■ Source excerpt
Celtic Art, the art of the ancient Celts. Celtic art emerged as an identifiable tradition in about 600 bc and flourished until the mid-1st century ad, when the expansion of the Roman Empire and the Roman conquest of the Celts of Britain, Gaul, and Germany largely extinguished Celtic culture.

In the 6th century bc the locus of the Celtic world was in the area covered by Austria, southern Germany, Switzerland, and south-eastern France. In the following century, the centre of gravity of Celtic culture shifted north-westward to the Rhineland and eastern France, and in due course its influence expanded both westward and eastward to cover a great part of Europe. Celtic art has been found as far afield as Ireland and the northern isles of Britain; in continental Europe from Spain to the Black Sea; and in a part of central Turkey where Celts are known to have settled in the 3rd century bc.

■ Raw data
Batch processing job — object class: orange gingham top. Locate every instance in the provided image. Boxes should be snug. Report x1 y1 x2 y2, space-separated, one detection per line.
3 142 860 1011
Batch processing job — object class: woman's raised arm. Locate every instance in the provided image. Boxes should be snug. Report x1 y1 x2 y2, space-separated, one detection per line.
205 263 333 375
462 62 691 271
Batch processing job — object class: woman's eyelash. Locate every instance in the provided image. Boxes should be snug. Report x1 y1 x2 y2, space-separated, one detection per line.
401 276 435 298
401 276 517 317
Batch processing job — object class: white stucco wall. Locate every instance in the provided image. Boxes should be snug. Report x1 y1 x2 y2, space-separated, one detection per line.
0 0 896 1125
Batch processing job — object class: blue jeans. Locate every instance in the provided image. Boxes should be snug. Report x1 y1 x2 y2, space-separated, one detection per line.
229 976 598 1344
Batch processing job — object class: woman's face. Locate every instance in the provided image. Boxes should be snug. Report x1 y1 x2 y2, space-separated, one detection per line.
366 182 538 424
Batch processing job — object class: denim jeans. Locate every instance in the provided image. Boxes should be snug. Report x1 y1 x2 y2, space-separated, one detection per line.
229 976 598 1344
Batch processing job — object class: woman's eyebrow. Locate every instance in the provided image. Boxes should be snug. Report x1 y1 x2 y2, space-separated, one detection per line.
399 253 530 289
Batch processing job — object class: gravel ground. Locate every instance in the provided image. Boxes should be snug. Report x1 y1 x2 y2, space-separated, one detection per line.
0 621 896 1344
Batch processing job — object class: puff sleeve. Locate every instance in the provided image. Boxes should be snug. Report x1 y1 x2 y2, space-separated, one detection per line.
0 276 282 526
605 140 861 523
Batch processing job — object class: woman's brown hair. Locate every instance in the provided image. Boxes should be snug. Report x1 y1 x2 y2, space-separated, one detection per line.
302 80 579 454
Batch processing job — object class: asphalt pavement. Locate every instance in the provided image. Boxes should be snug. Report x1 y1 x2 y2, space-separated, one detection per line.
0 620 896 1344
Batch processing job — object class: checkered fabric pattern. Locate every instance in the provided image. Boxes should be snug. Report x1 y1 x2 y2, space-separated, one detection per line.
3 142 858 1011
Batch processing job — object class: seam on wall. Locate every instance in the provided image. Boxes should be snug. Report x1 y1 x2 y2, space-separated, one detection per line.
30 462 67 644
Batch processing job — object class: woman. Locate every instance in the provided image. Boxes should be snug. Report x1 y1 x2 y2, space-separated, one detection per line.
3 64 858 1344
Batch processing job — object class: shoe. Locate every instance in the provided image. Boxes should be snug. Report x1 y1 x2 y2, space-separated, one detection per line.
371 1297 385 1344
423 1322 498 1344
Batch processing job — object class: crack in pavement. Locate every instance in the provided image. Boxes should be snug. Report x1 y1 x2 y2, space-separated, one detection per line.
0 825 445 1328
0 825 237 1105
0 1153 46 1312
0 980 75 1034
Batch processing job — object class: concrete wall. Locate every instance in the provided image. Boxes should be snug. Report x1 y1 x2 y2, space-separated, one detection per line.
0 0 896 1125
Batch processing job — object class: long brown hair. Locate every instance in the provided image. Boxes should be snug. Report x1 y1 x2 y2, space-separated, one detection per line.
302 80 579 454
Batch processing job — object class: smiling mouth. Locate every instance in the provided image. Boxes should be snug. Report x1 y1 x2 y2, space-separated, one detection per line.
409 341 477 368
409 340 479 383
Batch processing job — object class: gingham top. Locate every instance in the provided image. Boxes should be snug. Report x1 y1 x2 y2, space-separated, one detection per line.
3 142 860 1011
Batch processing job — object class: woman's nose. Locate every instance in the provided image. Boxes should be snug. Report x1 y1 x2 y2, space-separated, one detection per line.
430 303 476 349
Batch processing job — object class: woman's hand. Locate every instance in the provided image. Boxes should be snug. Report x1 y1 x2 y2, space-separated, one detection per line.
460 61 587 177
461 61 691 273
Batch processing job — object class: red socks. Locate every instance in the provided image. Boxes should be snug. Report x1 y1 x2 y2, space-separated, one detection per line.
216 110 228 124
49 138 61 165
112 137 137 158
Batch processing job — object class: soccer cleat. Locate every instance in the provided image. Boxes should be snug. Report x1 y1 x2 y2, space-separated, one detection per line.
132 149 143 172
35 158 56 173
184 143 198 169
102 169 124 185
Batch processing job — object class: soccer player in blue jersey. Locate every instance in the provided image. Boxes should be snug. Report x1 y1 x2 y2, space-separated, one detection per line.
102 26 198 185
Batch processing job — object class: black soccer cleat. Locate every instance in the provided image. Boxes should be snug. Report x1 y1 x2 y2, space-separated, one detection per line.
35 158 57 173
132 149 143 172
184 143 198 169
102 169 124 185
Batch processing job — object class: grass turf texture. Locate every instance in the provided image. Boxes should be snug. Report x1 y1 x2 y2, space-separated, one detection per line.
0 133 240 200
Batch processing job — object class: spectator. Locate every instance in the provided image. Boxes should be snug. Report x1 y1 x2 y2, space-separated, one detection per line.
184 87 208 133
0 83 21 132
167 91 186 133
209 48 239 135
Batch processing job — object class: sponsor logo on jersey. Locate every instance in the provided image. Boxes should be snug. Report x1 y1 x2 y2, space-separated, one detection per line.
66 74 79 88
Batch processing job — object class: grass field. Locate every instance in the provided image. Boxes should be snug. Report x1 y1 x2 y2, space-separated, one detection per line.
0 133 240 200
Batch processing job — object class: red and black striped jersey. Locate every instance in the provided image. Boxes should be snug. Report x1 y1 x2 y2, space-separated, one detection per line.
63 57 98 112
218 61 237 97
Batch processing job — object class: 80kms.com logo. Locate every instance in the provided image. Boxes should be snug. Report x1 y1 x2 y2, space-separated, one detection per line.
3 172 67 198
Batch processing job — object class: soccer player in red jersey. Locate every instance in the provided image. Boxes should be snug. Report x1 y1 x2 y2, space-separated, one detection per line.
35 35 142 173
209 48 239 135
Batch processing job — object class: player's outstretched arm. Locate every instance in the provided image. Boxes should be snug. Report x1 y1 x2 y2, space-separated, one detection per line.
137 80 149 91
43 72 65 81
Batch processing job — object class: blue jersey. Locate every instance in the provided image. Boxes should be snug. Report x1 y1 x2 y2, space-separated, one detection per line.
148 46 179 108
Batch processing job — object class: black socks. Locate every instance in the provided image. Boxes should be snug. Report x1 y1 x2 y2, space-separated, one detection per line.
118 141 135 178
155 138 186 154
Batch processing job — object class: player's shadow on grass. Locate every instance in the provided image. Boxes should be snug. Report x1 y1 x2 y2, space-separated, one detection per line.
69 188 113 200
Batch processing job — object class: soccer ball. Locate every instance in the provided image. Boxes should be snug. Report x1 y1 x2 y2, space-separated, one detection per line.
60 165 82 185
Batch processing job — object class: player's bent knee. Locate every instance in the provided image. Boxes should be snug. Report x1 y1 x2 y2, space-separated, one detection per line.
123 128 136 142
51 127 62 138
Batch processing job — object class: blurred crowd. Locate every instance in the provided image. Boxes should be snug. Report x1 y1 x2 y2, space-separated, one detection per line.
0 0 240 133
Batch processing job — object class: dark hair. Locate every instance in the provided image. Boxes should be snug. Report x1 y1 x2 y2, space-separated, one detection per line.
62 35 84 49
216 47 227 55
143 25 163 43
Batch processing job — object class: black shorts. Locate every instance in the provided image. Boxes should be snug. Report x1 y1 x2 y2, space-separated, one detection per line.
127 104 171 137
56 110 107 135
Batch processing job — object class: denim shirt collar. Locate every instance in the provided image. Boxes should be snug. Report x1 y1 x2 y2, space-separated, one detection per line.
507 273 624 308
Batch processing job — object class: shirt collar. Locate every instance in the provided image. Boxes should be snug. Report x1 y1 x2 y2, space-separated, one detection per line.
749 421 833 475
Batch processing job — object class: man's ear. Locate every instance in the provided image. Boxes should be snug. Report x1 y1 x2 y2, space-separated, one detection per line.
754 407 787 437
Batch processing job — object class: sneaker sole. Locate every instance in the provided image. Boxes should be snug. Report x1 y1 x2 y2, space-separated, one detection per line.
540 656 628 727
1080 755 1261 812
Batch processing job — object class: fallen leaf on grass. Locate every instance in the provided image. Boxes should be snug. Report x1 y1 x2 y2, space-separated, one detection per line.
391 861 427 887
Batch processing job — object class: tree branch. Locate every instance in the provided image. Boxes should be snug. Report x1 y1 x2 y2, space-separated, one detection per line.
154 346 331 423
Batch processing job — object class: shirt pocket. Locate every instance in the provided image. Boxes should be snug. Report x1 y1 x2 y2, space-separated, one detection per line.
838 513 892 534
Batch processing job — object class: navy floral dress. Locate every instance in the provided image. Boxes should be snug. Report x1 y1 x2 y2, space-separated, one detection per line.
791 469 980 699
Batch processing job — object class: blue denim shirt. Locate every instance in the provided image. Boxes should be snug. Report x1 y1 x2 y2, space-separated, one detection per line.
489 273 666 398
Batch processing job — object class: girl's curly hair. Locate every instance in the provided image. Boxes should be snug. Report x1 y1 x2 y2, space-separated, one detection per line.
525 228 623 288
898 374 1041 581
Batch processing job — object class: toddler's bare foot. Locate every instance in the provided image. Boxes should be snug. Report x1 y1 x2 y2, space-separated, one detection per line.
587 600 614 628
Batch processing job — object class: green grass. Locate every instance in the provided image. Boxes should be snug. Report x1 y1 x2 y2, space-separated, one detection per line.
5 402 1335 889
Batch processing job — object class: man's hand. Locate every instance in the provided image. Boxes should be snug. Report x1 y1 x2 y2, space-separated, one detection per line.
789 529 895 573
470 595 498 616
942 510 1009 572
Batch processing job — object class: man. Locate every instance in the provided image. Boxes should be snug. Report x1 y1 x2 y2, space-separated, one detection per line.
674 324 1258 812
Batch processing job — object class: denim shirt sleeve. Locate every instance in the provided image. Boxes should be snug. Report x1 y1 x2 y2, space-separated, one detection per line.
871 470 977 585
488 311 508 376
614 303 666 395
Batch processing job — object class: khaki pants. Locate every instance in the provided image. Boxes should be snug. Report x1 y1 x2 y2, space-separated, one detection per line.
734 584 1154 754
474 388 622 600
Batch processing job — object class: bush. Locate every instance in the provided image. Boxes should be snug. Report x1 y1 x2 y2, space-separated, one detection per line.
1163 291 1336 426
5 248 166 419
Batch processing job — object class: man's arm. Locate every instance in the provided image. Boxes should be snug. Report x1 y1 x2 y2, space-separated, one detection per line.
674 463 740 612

■ Brief 1
Duplicate the Celtic art passage starting at "Celtic Art, the" and ending at "extinguished Celtic culture.".
■ Brief 2
According to the Celtic art passage, which areas made up the locus of the Celtic world in the 6th century bc? List them all.

■ Written solution 1
Celtic Art, the art of the ancient Celts. Celtic art emerged as an identifiable tradition in about 600 bc and flourished until the mid-1st century ad, when the expansion of the Roman Empire and the Roman conquest of the Celts of Britain, Gaul, and Germany largely extinguished Celtic culture.

■ Written solution 2
- Austria
- southern Germany
- Switzerland
- south-eastern France